→ AIM: Convert the listing below into a numbered list with one line per entry, omitting blank lines and leaving the pictures out.

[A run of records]
□ □ □ □ □

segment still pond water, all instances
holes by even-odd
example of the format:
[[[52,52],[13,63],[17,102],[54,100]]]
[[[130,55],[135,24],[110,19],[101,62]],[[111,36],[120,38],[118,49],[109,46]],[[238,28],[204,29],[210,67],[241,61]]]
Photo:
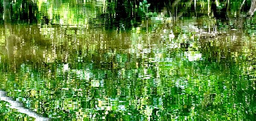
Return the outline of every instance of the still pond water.
[[[256,119],[255,0],[0,1],[1,121]]]

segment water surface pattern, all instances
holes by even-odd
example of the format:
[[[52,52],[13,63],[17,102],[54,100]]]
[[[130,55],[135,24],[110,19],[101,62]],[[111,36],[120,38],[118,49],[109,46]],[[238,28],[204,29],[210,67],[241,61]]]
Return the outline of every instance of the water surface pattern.
[[[0,0],[0,92],[52,121],[254,121],[256,2]]]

□ □ □ □ □

→ WRITTEN ANSWER:
1. segment still pond water, all instances
2. holes by even-odd
3. example of the format:
4. [[[52,52],[13,63],[17,102],[54,100]]]
5. [[[130,55],[135,24],[110,19],[101,62]],[[111,36],[120,38],[118,49],[109,46]],[[238,28],[204,29],[210,67],[241,61]]]
6. Photo:
7. Return the outline of every instance of the still pond water.
8. [[[256,119],[255,0],[0,1],[1,121]]]
9. segment water surface pattern, all instances
10. holes by even-odd
11. example of the format:
12. [[[52,52],[13,63],[17,102],[54,100]]]
13. [[[130,55],[135,24],[110,19],[101,62]],[[111,36],[120,38],[118,49],[109,46]],[[238,28],[204,29],[210,67],[241,61]]]
14. Return the outline of every instance of the water surface pattern.
15. [[[0,0],[0,92],[52,121],[254,121],[256,2]]]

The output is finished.